*Exercise prompt:*
Scan the data, and whenever a line contains "rock", copy it.

Referring expression pointing data
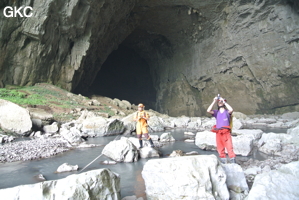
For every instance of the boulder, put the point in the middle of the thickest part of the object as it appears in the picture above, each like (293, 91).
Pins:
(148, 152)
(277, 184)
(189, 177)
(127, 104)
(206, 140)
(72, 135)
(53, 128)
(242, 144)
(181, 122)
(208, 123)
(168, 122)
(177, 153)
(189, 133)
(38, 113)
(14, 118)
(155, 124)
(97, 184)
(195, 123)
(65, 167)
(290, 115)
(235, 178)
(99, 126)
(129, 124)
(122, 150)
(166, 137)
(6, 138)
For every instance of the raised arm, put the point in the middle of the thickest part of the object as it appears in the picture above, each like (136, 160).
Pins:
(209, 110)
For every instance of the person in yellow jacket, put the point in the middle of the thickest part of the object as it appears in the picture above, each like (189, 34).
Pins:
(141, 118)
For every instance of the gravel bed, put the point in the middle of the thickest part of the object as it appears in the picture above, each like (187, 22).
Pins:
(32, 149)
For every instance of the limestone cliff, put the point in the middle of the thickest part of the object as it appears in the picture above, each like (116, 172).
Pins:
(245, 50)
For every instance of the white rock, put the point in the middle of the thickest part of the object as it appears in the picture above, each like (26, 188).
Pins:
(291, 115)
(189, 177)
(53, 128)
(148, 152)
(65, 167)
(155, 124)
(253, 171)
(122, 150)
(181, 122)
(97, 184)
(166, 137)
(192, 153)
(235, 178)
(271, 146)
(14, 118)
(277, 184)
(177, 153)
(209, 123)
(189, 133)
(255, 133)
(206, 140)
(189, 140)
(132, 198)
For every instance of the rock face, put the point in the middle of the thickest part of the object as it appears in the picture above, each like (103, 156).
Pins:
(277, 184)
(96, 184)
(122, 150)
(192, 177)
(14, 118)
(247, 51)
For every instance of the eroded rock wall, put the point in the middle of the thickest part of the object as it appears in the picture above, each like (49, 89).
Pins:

*Your solution:*
For every instance of the white rock, put the point in the middle of the thickest part of the object as it appears in the picture above, each like (26, 188).
For every instance of the rock face, put the point in the middle of the thickest part of the object as it appears in the picture above, each like (103, 156).
For every instance of the eroded rock wall, put the point in the middle of the thickest part of the object as it appears in the picture above, each like (49, 89).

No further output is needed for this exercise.